# [Brontekst]
Het 2e hoofddoel is dat de interne samenwerking zwaarder wordt aangezet. Daarbij gaat het om het uitwisselen van kennis en informatie over:

  • meten en modelleren
  • het informeren en het vergroten van betrokkenheid van de bevolking
  • succesvolle beleidsmaatregelen voor beleidsmaatregelen voor bepaalde bronnen van vervuiling, zoals houtstook.

Het Benelux-secretariaat organiseert op 23 maart 2022 in Brussel een conferentie AIR Health. Een Benelux-werkgroep doet de voorbereiding en uitvoering van de overige activiteiten in 2022-2023. Deze werkgroep wordt aangestuurd door het Gemeenschappelijk Werkprogramma 2021-2024 van de Benelux.

VN-ECE Air Convention

IenW heeft bij de deelnemende landen van het VN-ECE Verdrag over grensoverschrijdende luchtverontreiniging over lange afstand (LRTAP, of te wel Air Convention) de Nederlandse aanpak aan de orde gesteld. Dit krijgt een vervolg omdat inmiddels de eerste voortgangsmonitoring van het SLA is uitgebracht. IenW en RIVM presenteren de Nederlandse SLA-aanpak en de resultaten daarvan op de informele bijeenkomst van de Working on Strategies en Review (WGSR). Dit is het op een na hoogste orgaan in de Air Convention. De WGSR komt eind september 2022 bijeen in Nederland op uitnodiging van Nederland. Hieraan voorafgaand publiceert IenW/RIVM medio 2022 een Engelstalig artikel over het SLA en de resultaten daarvan.

2. Afstemmen Europees bronbeleid

Het Rijk stemt de inzet op ambitieus Europees bronbeleid af met andere duurzaamheidsdoelen, zoals klimaatdoelen en transitieagenda’s en beleid voor verduurzaming van de landbouw en de veehouderij. De provincies en gemeenten verspreiden via hun eigen kanalen dezelfde boodschap als het rijk en treden bovendien adviserend op naar het Rijk. Inmiddels heeft de Rijksoverheid met zogenaamde BNC fiches (beoordeling nieuwe commissievoorstellen) Herziening Richtlijn Industriële Emissies & Verordening rapportage van milieugegevens en Verordening aanscherping typegoedkeuring voor personenautos bestelwagens vrachtwagens en bussen (Euro 7) een standpunt bepaald. Dit standpunt is het Nederlandse uitgangspunt voor de onderhandelingen in de Milieuraad. De onderhandelingen over de herziening van de Europese Richtlijn Industriële Emissies worden naar verwachting onder het Zweedse voorzitterschap (eerste helft 2023) afgerond.

# [Getoonde gegevens]
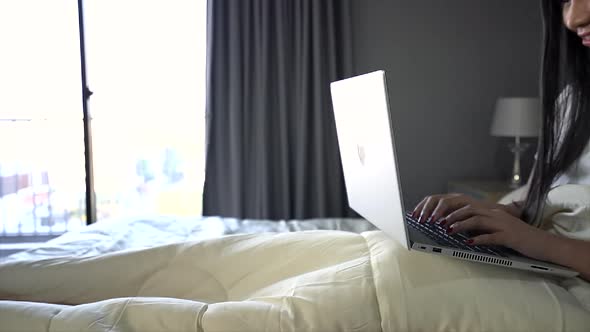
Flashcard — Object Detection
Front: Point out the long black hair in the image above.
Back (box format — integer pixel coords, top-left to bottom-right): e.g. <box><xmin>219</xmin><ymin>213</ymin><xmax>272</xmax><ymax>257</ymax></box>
<box><xmin>522</xmin><ymin>0</ymin><xmax>590</xmax><ymax>226</ymax></box>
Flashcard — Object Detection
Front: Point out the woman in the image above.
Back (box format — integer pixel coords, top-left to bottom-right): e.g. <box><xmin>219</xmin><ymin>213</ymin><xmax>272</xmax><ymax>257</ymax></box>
<box><xmin>414</xmin><ymin>0</ymin><xmax>590</xmax><ymax>280</ymax></box>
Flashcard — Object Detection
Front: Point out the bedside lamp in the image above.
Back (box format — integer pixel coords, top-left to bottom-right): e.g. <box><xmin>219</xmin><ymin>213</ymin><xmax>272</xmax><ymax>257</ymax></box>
<box><xmin>490</xmin><ymin>98</ymin><xmax>541</xmax><ymax>188</ymax></box>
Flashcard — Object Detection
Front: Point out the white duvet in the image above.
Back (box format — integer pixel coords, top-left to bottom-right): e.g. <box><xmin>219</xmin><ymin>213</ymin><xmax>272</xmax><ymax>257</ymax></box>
<box><xmin>0</xmin><ymin>185</ymin><xmax>590</xmax><ymax>332</ymax></box>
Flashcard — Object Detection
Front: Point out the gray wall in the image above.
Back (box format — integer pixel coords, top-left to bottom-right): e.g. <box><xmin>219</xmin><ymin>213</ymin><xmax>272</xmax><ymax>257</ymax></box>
<box><xmin>352</xmin><ymin>0</ymin><xmax>542</xmax><ymax>205</ymax></box>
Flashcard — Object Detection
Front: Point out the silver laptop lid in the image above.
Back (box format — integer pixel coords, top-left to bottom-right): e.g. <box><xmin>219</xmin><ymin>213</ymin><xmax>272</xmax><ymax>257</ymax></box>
<box><xmin>330</xmin><ymin>70</ymin><xmax>411</xmax><ymax>249</ymax></box>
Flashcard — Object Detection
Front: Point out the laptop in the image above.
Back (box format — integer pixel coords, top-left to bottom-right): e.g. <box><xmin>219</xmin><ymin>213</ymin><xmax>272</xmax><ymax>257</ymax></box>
<box><xmin>330</xmin><ymin>71</ymin><xmax>578</xmax><ymax>277</ymax></box>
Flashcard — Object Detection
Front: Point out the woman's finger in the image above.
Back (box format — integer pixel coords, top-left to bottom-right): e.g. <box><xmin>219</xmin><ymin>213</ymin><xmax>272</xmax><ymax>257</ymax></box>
<box><xmin>431</xmin><ymin>196</ymin><xmax>469</xmax><ymax>225</ymax></box>
<box><xmin>418</xmin><ymin>195</ymin><xmax>440</xmax><ymax>222</ymax></box>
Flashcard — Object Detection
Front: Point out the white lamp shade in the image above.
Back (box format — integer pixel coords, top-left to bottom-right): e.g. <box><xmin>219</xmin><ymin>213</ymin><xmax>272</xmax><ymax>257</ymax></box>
<box><xmin>490</xmin><ymin>98</ymin><xmax>541</xmax><ymax>137</ymax></box>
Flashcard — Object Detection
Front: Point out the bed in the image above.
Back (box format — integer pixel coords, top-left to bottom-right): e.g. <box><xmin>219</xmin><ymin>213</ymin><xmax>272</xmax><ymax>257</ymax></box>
<box><xmin>0</xmin><ymin>185</ymin><xmax>590</xmax><ymax>332</ymax></box>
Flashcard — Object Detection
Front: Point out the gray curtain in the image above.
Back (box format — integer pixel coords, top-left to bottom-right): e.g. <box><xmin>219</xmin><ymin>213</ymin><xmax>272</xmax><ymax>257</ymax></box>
<box><xmin>203</xmin><ymin>0</ymin><xmax>352</xmax><ymax>220</ymax></box>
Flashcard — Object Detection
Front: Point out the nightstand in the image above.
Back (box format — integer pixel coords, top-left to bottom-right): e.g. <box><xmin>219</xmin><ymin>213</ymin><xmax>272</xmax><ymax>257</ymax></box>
<box><xmin>448</xmin><ymin>180</ymin><xmax>514</xmax><ymax>202</ymax></box>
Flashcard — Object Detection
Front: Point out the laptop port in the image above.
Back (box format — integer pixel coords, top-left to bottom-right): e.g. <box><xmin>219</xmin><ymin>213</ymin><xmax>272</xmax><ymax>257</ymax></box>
<box><xmin>531</xmin><ymin>265</ymin><xmax>549</xmax><ymax>271</ymax></box>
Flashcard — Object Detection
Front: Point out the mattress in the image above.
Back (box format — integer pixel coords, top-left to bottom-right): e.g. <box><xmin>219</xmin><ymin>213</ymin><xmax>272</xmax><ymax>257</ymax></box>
<box><xmin>0</xmin><ymin>214</ymin><xmax>590</xmax><ymax>332</ymax></box>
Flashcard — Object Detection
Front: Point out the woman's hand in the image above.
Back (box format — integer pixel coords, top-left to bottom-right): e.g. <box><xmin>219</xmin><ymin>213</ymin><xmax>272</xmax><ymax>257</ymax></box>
<box><xmin>412</xmin><ymin>194</ymin><xmax>520</xmax><ymax>225</ymax></box>
<box><xmin>446</xmin><ymin>207</ymin><xmax>551</xmax><ymax>259</ymax></box>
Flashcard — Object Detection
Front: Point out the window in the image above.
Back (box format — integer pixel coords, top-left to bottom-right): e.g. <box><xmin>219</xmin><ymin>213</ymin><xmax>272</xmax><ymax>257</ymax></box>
<box><xmin>0</xmin><ymin>0</ymin><xmax>206</xmax><ymax>242</ymax></box>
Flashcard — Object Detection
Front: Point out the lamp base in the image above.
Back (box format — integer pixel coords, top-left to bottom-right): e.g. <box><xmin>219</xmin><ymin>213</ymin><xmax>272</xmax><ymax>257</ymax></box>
<box><xmin>509</xmin><ymin>136</ymin><xmax>529</xmax><ymax>189</ymax></box>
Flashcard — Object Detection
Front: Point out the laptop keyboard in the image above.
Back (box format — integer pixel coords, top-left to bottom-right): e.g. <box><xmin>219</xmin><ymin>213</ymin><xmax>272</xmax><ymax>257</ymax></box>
<box><xmin>406</xmin><ymin>213</ymin><xmax>508</xmax><ymax>257</ymax></box>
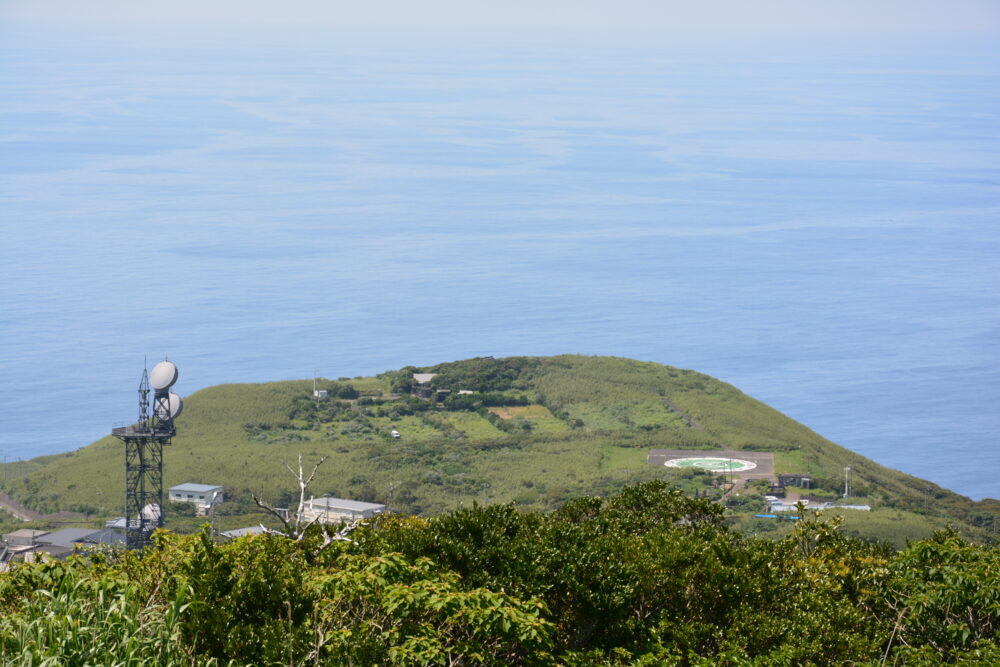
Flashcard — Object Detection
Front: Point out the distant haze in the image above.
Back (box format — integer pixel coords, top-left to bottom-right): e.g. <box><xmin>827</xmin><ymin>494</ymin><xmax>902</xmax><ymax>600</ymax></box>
<box><xmin>0</xmin><ymin>0</ymin><xmax>1000</xmax><ymax>33</ymax></box>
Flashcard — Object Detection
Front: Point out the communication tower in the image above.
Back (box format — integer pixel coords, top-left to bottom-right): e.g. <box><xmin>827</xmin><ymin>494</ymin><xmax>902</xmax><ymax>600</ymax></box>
<box><xmin>111</xmin><ymin>360</ymin><xmax>184</xmax><ymax>549</ymax></box>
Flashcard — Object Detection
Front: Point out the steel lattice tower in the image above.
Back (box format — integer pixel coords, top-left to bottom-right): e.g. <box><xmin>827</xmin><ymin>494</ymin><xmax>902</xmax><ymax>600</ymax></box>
<box><xmin>111</xmin><ymin>361</ymin><xmax>182</xmax><ymax>549</ymax></box>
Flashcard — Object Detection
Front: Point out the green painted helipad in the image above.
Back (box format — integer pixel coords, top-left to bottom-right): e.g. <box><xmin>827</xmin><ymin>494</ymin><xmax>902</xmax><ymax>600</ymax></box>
<box><xmin>663</xmin><ymin>456</ymin><xmax>757</xmax><ymax>472</ymax></box>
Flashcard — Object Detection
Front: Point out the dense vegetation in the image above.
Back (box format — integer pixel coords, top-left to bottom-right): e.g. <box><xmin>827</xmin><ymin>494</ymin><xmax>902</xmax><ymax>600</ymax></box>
<box><xmin>2</xmin><ymin>355</ymin><xmax>1000</xmax><ymax>547</ymax></box>
<box><xmin>0</xmin><ymin>482</ymin><xmax>1000</xmax><ymax>666</ymax></box>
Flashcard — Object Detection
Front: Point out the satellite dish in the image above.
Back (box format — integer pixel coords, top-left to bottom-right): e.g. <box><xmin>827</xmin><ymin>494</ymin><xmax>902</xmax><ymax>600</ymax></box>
<box><xmin>149</xmin><ymin>361</ymin><xmax>177</xmax><ymax>389</ymax></box>
<box><xmin>156</xmin><ymin>392</ymin><xmax>184</xmax><ymax>421</ymax></box>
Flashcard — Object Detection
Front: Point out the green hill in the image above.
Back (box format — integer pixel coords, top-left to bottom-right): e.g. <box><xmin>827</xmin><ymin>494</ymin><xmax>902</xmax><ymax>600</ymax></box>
<box><xmin>3</xmin><ymin>355</ymin><xmax>1000</xmax><ymax>544</ymax></box>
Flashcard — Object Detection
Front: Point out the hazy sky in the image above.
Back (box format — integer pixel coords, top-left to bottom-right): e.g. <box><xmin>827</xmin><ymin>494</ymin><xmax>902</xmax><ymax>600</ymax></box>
<box><xmin>0</xmin><ymin>0</ymin><xmax>1000</xmax><ymax>32</ymax></box>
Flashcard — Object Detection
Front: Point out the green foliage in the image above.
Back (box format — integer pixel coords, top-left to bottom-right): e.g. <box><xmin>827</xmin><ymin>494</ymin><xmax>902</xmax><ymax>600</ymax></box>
<box><xmin>0</xmin><ymin>482</ymin><xmax>1000</xmax><ymax>666</ymax></box>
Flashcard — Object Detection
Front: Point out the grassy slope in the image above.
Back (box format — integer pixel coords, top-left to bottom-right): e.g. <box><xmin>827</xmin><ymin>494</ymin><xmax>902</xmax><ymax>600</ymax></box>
<box><xmin>6</xmin><ymin>356</ymin><xmax>997</xmax><ymax>541</ymax></box>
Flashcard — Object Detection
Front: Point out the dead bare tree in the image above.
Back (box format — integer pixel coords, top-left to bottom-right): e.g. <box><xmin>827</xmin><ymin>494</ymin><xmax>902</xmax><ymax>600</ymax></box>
<box><xmin>251</xmin><ymin>454</ymin><xmax>361</xmax><ymax>555</ymax></box>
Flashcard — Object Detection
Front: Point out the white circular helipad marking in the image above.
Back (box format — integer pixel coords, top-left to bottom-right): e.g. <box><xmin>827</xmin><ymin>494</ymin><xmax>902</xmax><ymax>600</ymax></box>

# [Opdracht]
Geef uit de brontekst woordelijk het stuk terug dat begint bij de woorden "VN-ECE Air Convention" en ophoudt na "de resultaten daarvan.".

# [Antwoord]
VN-ECE Air Convention

IenW heeft bij de deelnemende landen van het VN-ECE Verdrag over grensoverschrijdende luchtverontreiniging over lange afstand (LRTAP, of te wel Air Convention) de Nederlandse aanpak aan de orde gesteld. Dit krijgt een vervolg omdat inmiddels de eerste voortgangsmonitoring van het SLA is uitgebracht. IenW en RIVM presenteren de Nederlandse SLA-aanpak en de resultaten daarvan op de informele bijeenkomst van de Working on Strategies en Review (WGSR). Dit is het op een na hoogste orgaan in de Air Convention. De WGSR komt eind september 2022 bijeen in Nederland op uitnodiging van Nederland. Hieraan voorafgaand publiceert IenW/RIVM medio 2022 een Engelstalig artikel over het SLA en de resultaten daarvan.